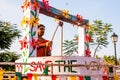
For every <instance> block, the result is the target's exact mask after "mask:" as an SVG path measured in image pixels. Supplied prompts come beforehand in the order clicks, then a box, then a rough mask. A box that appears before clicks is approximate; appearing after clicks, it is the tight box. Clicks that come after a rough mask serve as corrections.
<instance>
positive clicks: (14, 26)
mask: <svg viewBox="0 0 120 80" xmlns="http://www.w3.org/2000/svg"><path fill="white" fill-rule="evenodd" d="M19 37H20V31H19V30H18V29H17V28H16V25H15V24H10V23H9V22H4V21H0V43H1V44H0V50H5V49H10V47H11V44H12V42H13V41H14V40H15V39H16V38H19Z"/></svg>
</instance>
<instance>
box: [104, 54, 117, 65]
mask: <svg viewBox="0 0 120 80" xmlns="http://www.w3.org/2000/svg"><path fill="white" fill-rule="evenodd" d="M103 59H104V60H105V62H106V65H114V64H115V57H114V56H113V55H112V56H106V55H104V57H103Z"/></svg>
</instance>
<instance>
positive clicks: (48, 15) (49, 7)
mask: <svg viewBox="0 0 120 80" xmlns="http://www.w3.org/2000/svg"><path fill="white" fill-rule="evenodd" d="M39 2H40V11H39V13H42V14H44V15H47V16H50V17H53V18H55V17H56V16H57V17H58V18H59V19H60V20H62V21H65V22H67V23H71V24H74V25H78V18H77V17H76V16H74V15H71V14H68V15H69V17H68V18H66V17H65V16H63V11H61V10H59V9H56V8H54V7H51V6H49V5H48V6H49V10H48V9H47V8H46V7H45V5H44V4H43V3H42V2H41V1H39ZM88 22H89V21H88V20H86V19H83V21H82V22H80V23H79V24H80V25H85V24H87V23H88Z"/></svg>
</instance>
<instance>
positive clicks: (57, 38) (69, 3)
mask: <svg viewBox="0 0 120 80" xmlns="http://www.w3.org/2000/svg"><path fill="white" fill-rule="evenodd" d="M23 2H24V0H0V20H4V21H8V22H10V23H12V24H17V26H18V29H19V30H21V31H22V29H21V25H20V21H21V20H22V18H23V16H24V15H23V12H22V9H21V6H22V5H23ZM119 3H120V0H49V5H50V6H52V7H55V8H57V9H60V10H69V13H70V14H72V15H76V14H79V15H81V16H83V18H84V19H88V20H89V21H90V24H92V23H93V20H96V19H97V20H102V22H104V23H111V24H112V28H113V32H115V33H116V34H117V35H118V42H117V45H116V50H117V57H118V58H120V39H119V36H120V32H119V29H120V28H119V27H120V9H119V8H120V4H119ZM39 19H40V21H39V22H40V23H42V24H44V25H45V26H46V32H45V35H44V37H45V38H46V39H49V40H50V39H51V38H52V36H53V33H54V31H55V29H56V26H57V23H56V22H55V20H54V19H53V18H51V17H48V16H45V15H43V14H40V15H39ZM63 27H64V40H71V39H73V38H74V35H76V34H78V32H77V28H76V27H73V26H72V25H71V24H69V23H66V22H64V25H63ZM60 35H61V28H58V30H57V32H56V34H55V37H54V40H53V48H52V49H53V50H52V55H56V56H59V55H60ZM111 35H112V33H109V35H108V42H109V45H108V46H107V48H104V47H103V48H102V49H101V50H99V51H98V52H97V55H98V56H100V57H102V56H103V55H114V45H113V43H112V41H111V38H110V37H111ZM11 51H15V52H17V53H21V51H20V43H19V39H17V40H15V41H14V42H13V44H12V46H11ZM92 52H93V51H92ZM92 55H93V54H92Z"/></svg>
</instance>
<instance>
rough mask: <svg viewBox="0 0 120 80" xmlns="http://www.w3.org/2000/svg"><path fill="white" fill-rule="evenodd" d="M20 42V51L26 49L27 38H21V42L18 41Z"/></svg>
mask: <svg viewBox="0 0 120 80" xmlns="http://www.w3.org/2000/svg"><path fill="white" fill-rule="evenodd" d="M19 42H20V44H21V48H20V49H21V50H22V49H23V48H26V47H27V37H26V36H25V37H24V38H23V40H20V41H19Z"/></svg>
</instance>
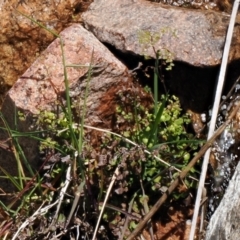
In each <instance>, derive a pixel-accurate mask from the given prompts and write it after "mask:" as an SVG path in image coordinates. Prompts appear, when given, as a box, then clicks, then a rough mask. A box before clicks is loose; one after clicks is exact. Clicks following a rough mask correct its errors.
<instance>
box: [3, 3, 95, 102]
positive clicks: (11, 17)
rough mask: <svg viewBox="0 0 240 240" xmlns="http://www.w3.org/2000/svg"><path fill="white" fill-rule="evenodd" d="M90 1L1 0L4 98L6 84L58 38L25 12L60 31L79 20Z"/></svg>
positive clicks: (3, 89)
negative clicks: (2, 0) (24, 14)
mask: <svg viewBox="0 0 240 240" xmlns="http://www.w3.org/2000/svg"><path fill="white" fill-rule="evenodd" d="M90 2H91V0H89V1H79V0H67V1H60V2H59V1H56V0H46V1H28V0H8V1H0V15H1V21H0V28H1V34H0V49H1V51H0V86H1V90H0V99H1V98H2V97H1V95H3V94H4V93H5V92H6V90H7V88H6V86H12V85H13V84H14V82H15V81H16V80H17V79H18V77H20V76H21V75H22V74H23V73H24V72H25V71H26V69H27V68H28V67H29V66H30V65H31V63H32V62H33V61H34V60H35V59H36V58H37V57H38V56H39V54H40V53H41V52H42V51H43V50H44V49H45V48H46V47H47V46H48V45H49V44H50V43H51V42H52V41H53V40H54V38H55V37H54V36H53V35H52V34H51V33H49V32H47V31H46V30H44V29H42V28H40V27H39V26H38V25H37V24H35V23H33V22H31V21H30V20H29V19H27V18H26V17H24V16H23V15H21V13H23V14H25V15H27V16H30V17H31V18H33V19H35V20H37V21H39V22H41V23H42V24H43V25H45V26H47V27H48V28H50V29H52V30H54V31H56V32H57V33H59V32H60V31H62V30H63V29H64V28H65V27H66V26H69V24H70V23H73V22H76V21H78V22H79V21H80V20H81V19H80V13H81V12H82V11H84V10H85V9H86V7H87V6H88V4H89V3H90ZM3 86H4V88H6V89H3ZM1 102H2V101H0V105H1Z"/></svg>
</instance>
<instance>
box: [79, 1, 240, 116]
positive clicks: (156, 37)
mask: <svg viewBox="0 0 240 240" xmlns="http://www.w3.org/2000/svg"><path fill="white" fill-rule="evenodd" d="M113 5H114V9H113ZM82 18H83V22H84V25H85V27H86V28H87V29H88V30H89V31H91V32H93V33H94V34H95V36H96V37H97V38H98V39H99V40H100V41H102V42H104V43H106V44H108V45H109V46H113V47H115V48H116V49H117V50H116V51H121V52H122V53H123V54H125V56H126V57H125V58H129V56H130V55H132V56H137V57H139V56H140V55H141V56H143V55H146V56H150V57H152V58H156V56H155V53H154V51H153V47H152V46H151V45H152V44H151V41H152V42H154V44H153V45H154V48H155V50H156V51H157V50H160V52H161V53H162V54H164V50H166V49H167V50H169V51H170V53H172V55H171V54H170V55H168V53H169V52H165V54H166V55H165V57H166V58H168V59H169V60H171V59H172V60H173V63H174V65H175V66H174V67H173V68H172V70H171V71H164V66H161V69H162V70H161V71H162V72H161V73H162V75H163V76H164V80H162V79H161V81H164V82H165V84H166V86H167V88H168V90H169V91H170V92H171V93H173V94H175V95H176V96H178V97H179V98H180V100H181V104H182V106H183V108H184V109H191V110H192V111H194V112H198V113H202V112H205V111H207V110H208V108H209V106H210V105H211V104H212V102H213V99H214V94H215V86H216V80H217V77H218V73H219V69H220V62H221V58H222V53H223V46H224V42H225V37H226V31H227V27H228V23H229V15H228V14H225V13H220V12H216V11H212V10H205V11H203V10H194V9H188V8H180V7H173V6H166V5H162V4H159V3H154V2H149V1H144V0H133V1H132V0H121V1H114V3H113V0H95V1H94V2H93V3H92V4H91V5H90V7H89V9H88V10H87V11H86V12H85V13H84V14H83V16H82ZM109 19H111V21H109ZM239 30H240V25H239V24H236V26H235V33H234V37H233V41H232V47H231V51H230V57H229V62H230V64H229V67H228V72H227V76H226V79H227V81H226V84H225V86H226V88H225V90H224V94H227V93H228V90H229V89H230V88H231V86H232V84H233V83H234V82H235V81H236V79H237V77H238V76H239V74H240V69H239V60H240V59H239V57H240V50H239V46H240V38H239ZM151 34H152V40H151ZM159 36H160V38H159ZM158 38H159V39H158ZM144 41H145V44H142V43H143V42H144ZM140 42H142V43H141V44H140ZM142 61H143V60H142ZM154 64H155V63H154V62H153V63H152V65H151V66H154ZM146 82H148V84H151V81H150V80H149V79H147V80H146Z"/></svg>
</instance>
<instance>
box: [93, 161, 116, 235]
mask: <svg viewBox="0 0 240 240" xmlns="http://www.w3.org/2000/svg"><path fill="white" fill-rule="evenodd" d="M119 168H120V166H117V168H116V170H115V172H114V174H113V176H112V180H111V183H110V184H109V187H108V190H107V193H106V197H105V199H104V202H103V205H102V209H101V212H100V214H99V216H98V221H97V224H96V227H95V230H94V234H93V237H92V240H95V239H96V236H97V231H98V227H99V224H100V221H101V219H102V215H103V211H104V209H105V207H106V204H107V201H108V198H109V195H110V193H111V191H112V187H113V184H114V183H115V180H116V179H117V176H118V175H119Z"/></svg>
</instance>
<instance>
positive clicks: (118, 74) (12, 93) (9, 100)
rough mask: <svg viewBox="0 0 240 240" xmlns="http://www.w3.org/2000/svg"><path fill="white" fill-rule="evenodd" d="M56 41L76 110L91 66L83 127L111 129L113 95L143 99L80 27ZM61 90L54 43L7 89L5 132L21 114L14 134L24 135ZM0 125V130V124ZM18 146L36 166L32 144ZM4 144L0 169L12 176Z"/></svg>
mask: <svg viewBox="0 0 240 240" xmlns="http://www.w3.org/2000/svg"><path fill="white" fill-rule="evenodd" d="M61 38H62V40H63V42H64V55H65V61H66V64H67V65H68V67H67V80H68V83H69V86H70V96H71V101H72V103H73V105H74V103H75V102H77V104H78V103H80V104H78V105H80V107H81V105H82V104H83V103H84V99H85V89H86V85H87V81H88V69H89V66H90V64H92V72H91V79H90V82H89V92H88V96H87V101H86V106H87V111H86V116H85V123H86V124H91V126H95V127H101V128H106V129H112V127H113V125H114V115H115V109H116V105H117V102H118V101H120V99H119V98H118V97H117V96H118V95H119V94H120V93H121V94H123V96H124V95H125V93H126V94H127V95H129V94H132V95H134V96H138V97H139V99H148V100H149V97H148V95H147V94H145V93H144V91H143V90H142V88H141V87H140V86H139V85H138V84H137V83H134V81H133V78H132V77H131V75H129V73H128V70H127V68H126V67H125V66H124V65H123V64H122V63H121V62H120V61H119V60H117V59H116V58H115V57H114V55H113V54H112V53H111V52H110V51H109V50H108V49H107V48H106V47H105V46H104V45H103V44H101V43H100V42H99V41H98V40H97V39H96V38H95V37H94V35H93V34H92V33H90V32H88V31H87V30H86V29H84V28H83V27H82V26H81V25H80V24H73V25H72V26H70V27H68V28H66V29H65V30H64V31H63V32H61ZM92 56H93V57H92ZM69 65H80V66H79V67H77V66H75V67H74V66H69ZM65 89H66V88H65V84H64V69H63V55H62V51H61V47H60V41H59V39H56V40H55V41H54V42H53V43H51V44H50V45H49V46H48V48H47V49H46V50H45V51H44V52H43V53H42V54H41V55H40V56H39V57H38V58H37V60H36V61H35V62H34V63H33V64H32V65H31V67H30V68H28V70H27V71H26V72H25V73H24V74H23V75H22V76H21V77H20V78H19V79H18V80H17V82H16V83H15V84H14V86H13V87H12V88H11V89H10V91H9V92H8V94H7V96H6V98H5V101H4V102H3V107H2V110H1V112H2V114H3V116H4V118H5V120H6V122H7V123H8V124H9V126H10V128H14V127H15V116H16V114H17V113H18V112H19V111H20V112H22V113H24V114H25V116H26V120H25V121H18V124H17V128H18V131H20V132H29V131H30V130H31V129H30V127H31V126H32V125H33V124H34V122H33V115H37V114H39V112H41V111H43V110H49V111H56V110H57V107H58V106H57V105H58V103H57V98H58V97H63V99H64V97H65ZM75 106H76V105H75ZM81 109H82V108H81ZM1 126H4V125H3V123H2V122H1ZM8 138H9V136H8V134H7V131H3V130H0V142H1V143H4V145H8V143H9V142H7V141H6V140H7V139H8ZM19 142H20V145H21V146H22V149H23V151H24V153H25V156H26V158H27V160H28V161H29V163H30V164H31V166H36V165H37V164H38V163H39V161H38V160H39V159H38V152H39V151H38V144H37V141H34V140H32V139H31V138H28V137H26V138H20V139H19ZM4 145H3V144H2V145H0V165H1V166H2V167H4V168H5V170H7V171H8V172H9V173H11V174H17V164H16V160H15V157H14V154H13V152H12V151H11V150H10V148H11V147H10V146H9V148H6V147H4ZM9 150H10V151H9ZM6 163H7V164H6ZM8 184H9V182H8V180H6V181H5V180H1V183H0V185H1V188H3V189H7V190H9V187H10V186H9V185H8Z"/></svg>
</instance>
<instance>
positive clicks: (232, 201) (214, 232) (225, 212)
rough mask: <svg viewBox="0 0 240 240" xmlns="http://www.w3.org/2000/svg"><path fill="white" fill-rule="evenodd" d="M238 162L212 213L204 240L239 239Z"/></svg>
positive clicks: (239, 222) (239, 227)
mask: <svg viewBox="0 0 240 240" xmlns="http://www.w3.org/2000/svg"><path fill="white" fill-rule="evenodd" d="M239 185H240V163H238V165H237V168H236V170H235V173H234V175H233V177H232V179H231V181H230V182H229V185H228V188H227V190H226V192H225V195H224V197H223V199H222V201H221V203H220V205H219V206H218V208H217V209H216V211H215V213H214V214H213V216H212V218H211V220H210V223H209V225H208V228H207V232H206V238H205V240H226V239H228V240H236V239H240V212H239V211H238V209H239V208H240V188H239Z"/></svg>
☆ ☆ ☆ ☆
--- What to work on ---
Please transcribe exactly the line containing "positive clicks: (232, 201)" and every line after it through the end of the records, and nothing else.

--- Exercise result ---
positive clicks: (232, 201) (214, 232) (225, 212)
rough mask: <svg viewBox="0 0 240 240" xmlns="http://www.w3.org/2000/svg"><path fill="white" fill-rule="evenodd" d="M238 162L212 213L204 240L239 239Z"/></svg>
positive clicks: (239, 222) (239, 227)
mask: <svg viewBox="0 0 240 240" xmlns="http://www.w3.org/2000/svg"><path fill="white" fill-rule="evenodd" d="M239 185H240V163H238V165H237V168H236V170H235V173H234V175H233V177H232V179H231V181H230V182H229V185H228V188H227V190H226V192H225V195H224V197H223V199H222V201H221V203H220V205H219V206H218V208H217V209H216V211H215V213H214V214H213V216H212V218H211V220H210V223H209V225H208V228H207V232H206V238H205V240H226V239H228V240H236V239H240V212H239V211H238V209H239V208H240V188H239Z"/></svg>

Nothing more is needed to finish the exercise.